- _TEKS PILIHAN_
***
Bank Indonesia merupakan satu-satunya lembaga yang berwenang untuk mengatur dan menyelenggarakan sistem pembayaran, baik tunai maupun non-tunai. Dalam sistem pembayaran tunai, BI memiliki hak tunggal untuk mengeluarkan dan mengedarkan uang Rupiah. Dalam sistem non-tunai, BI menyelenggarakan mekanisme seperti kliring dan Real Time Gross Settlement (RTGS) untuk memastikan transaksi antarbank berjalan aman, efisien, dan andal.   

3.      Menjaga Stabilitas Sistem Keuangan

Awalnya, UU BI 1999 memberikan tugas mengatur dan mengawasi bank secara langsung kepada BI. Namun, pasca-pembentukan OJK, tugas ini bertransformasi menjadi menjaga stabilitas sistem keuangan secara keseluruhan melalui penerapan kebijakan makroprudensial. Kebijakan makroprudensial bertujuan untuk membatasi risiko sistemik yang dapat mengancam kestabilan sistem keuangan secara keseluruhan.   

Hubungan dengan Pemerintah

Meskipun independen, Bank Indonesia tetap menjalin hubungan kemitraan strategis dengan Pemerintah. Berdasarkan undang-undang, BI bertindak sebagai pemegang kas Pemerintah, memberikan pendapat dan pertimbangan kepada Pemerintah mengenai Rancangan Anggaran Pendapatan dan Belanja Negara (RAPBN), serta Pemerintah wajib berkonsultasi dengan BI sebelum menerbitkan Surat Utang Negara. 

Namun, untuk menjaga independensi dan kredibilitas kebijakan moneter, UU BI 1999 secara tegas melarang Bank Indonesia memberikan kredit kepada Pemerintah untuk membiayai defisit anggaran. Keseimbangan ini krusial untuk memastikan adanya koordinasi antara kebijakan fiskal dan moneter tanpa mengorbankan mandat utama BI dalam menjaga stabilitas nilai Rupiah.   

Kelahiran Otoritas Jasa Keuangan: Reformasi Arsitektur Pengawasan Keuangan

Pembentukan Otoritas Jasa Keuangan merupakan salah satu reformasi kelembagaan paling signifikan dalam sejarah sektor keuangan Indonesia, yang lahir dari pelajaran pahit krisis ekonomi 1997-1998.
***
- _DAFTAR DATA_
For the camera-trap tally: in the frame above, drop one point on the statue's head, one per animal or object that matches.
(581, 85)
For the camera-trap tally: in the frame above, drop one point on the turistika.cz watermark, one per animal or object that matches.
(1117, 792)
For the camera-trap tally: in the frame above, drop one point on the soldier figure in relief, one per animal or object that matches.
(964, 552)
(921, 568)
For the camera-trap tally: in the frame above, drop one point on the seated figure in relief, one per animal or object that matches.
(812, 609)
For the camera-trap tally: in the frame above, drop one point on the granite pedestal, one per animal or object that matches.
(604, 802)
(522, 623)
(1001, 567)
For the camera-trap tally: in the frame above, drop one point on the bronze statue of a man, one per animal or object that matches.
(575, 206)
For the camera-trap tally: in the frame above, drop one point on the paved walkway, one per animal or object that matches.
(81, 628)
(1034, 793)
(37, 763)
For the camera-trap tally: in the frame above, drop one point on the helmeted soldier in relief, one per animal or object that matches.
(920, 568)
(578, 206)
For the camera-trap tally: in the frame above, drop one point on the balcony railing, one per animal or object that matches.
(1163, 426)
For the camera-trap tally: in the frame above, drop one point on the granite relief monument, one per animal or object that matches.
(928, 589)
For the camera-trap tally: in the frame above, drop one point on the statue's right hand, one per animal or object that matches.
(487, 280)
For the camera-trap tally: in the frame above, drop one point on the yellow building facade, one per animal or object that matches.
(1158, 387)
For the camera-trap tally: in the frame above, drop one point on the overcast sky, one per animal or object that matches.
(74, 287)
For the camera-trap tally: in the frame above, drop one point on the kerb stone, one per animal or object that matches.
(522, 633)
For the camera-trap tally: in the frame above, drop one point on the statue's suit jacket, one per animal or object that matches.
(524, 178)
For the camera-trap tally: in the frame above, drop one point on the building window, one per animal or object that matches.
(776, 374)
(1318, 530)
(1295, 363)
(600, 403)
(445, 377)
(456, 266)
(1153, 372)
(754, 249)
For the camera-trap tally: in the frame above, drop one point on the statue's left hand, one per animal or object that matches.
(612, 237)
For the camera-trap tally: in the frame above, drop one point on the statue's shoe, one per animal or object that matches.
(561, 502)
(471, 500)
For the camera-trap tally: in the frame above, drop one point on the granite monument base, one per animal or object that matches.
***
- _PETUNJUK TUGAS_
a) Kutip dari teks tentang Bank Indonesia bagian mulai dari "3.      Menjaga Stabilitas" sampai dengan "keuangan secara keseluruhan.".
b) Sebutkan semua sifat transaksi antarbank yang hendak dipastikan oleh kliring dan RTGS menurut teks tentang Bank Indonesia.
c) Lanjutkan teks tentang Bank Indonesia setelah kalimat terakhirnya.
Data di atas tidak berkaitan dengan teks tentang Bank Indonesia.

- _JAWABAN LATIHAN_
a)
3.      Menjaga Stabilitas Sistem Keuangan

Awalnya, UU BI 1999 memberikan tugas mengatur dan mengawasi bank secara langsung kepada BI. Namun, pasca-pembentukan OJK, tugas ini bertransformasi menjadi menjaga stabilitas sistem keuangan secara keseluruhan melalui penerapan kebijakan makroprudensial. Kebijakan makroprudensial bertujuan untuk membatasi risiko sistemik yang dapat mengancam kestabilan sistem keuangan secara keseluruhan.

b) aman, efisien, andal

c)
Latar Belakang Krisis 1997-1998: Kegagalan Pengawasan Mikroprudensial

Krisis 1997-1998 secara telanjang mengungkap berbagai kelemahan fundamental dalam sistem pengawasan perbankan yang saat itu sepenuhnya berada di bawah Bank Indonesia. Kegagalan ini bersifat multidimensional, mencakup sistem pengawasan yang masih tradisional dan kurang responsif terhadap dinamika industri, lemahnya mekanisme penegakan hukum terhadap pelanggaran, serta kegagalan dalam mendeteksi praktik tata kelola perbankan yang buruk, seperti pemberian kredit berlebihan kepada grup usaha sendiri (connected lending).   

Kegagalan ini tidak hanya bersifat teknis, tetapi juga institusional. Peran ganda yang diemban Bank Indonesia sebagai otoritas moneter sekaligus pengawas bank menciptakan potensi konflik kepentingan. Di satu sisi, BI harus menjaga stabilitas moneter; di sisi lain, ia harus mengawasi kesehatan bank secara individual. Dalam situasi tertentu, BI mungkin enggan mengambil tindakan pengawasan yang tegas terhadap bank yang bermasalah karena khawatir tindakan tersebut dapat memicu kepanikan pasar dan mengganggu stabilitas moneter secara keseluruhan.   

Amanat Reformasi: Pasal 34 Undang-Undang Bank Indonesia

Sebagai solusi atas kegagalan struktural tersebut, UU BI 1999 secara visioner mengamanatkan pemisahan fungsi pengawasan dari bank sentral. Pasal 34 ayat (1) Undang-Undang Republik Indonesia Nomor 23 Tahun 1999 tentang Bank Indonesia menyatakan: 

“Tugas mengawasi Bank akan dilakukan oleh lembaga pengawasan sektor jasa keuangan yang independen, dan dibentuk dengan undang-undang”. 

Ini merupakan pengakuan yuridis atas kegagalan model pengawasan tunggal oleh bank sentral dan menjadi landasan hukum bagi pembentukan OJK.

Amanat pembentukan lembaga ini semula ditargetkan paling lambat 31 Desember 2002. Namun, karena kompleksitas persiapan, tenggat waktu tersebut diperpanjang hingga 31 Desember 2010 melalui Undang-Undang Republik Indonesia Nomor 3 Tahun 2004 tentang Perubahan atas Undang-Undang Nomor 23 Tahun 1999 tentang Bank Indonesia. Proses yang memakan waktu lebih dari satu dekade ini menunjukkan bahwa reformasi kelembagaan besar, bahkan yang diamanatkan sebagai respons atas krisis, seringkali menghadapi inersia birokrasi dan politik yang signifikan.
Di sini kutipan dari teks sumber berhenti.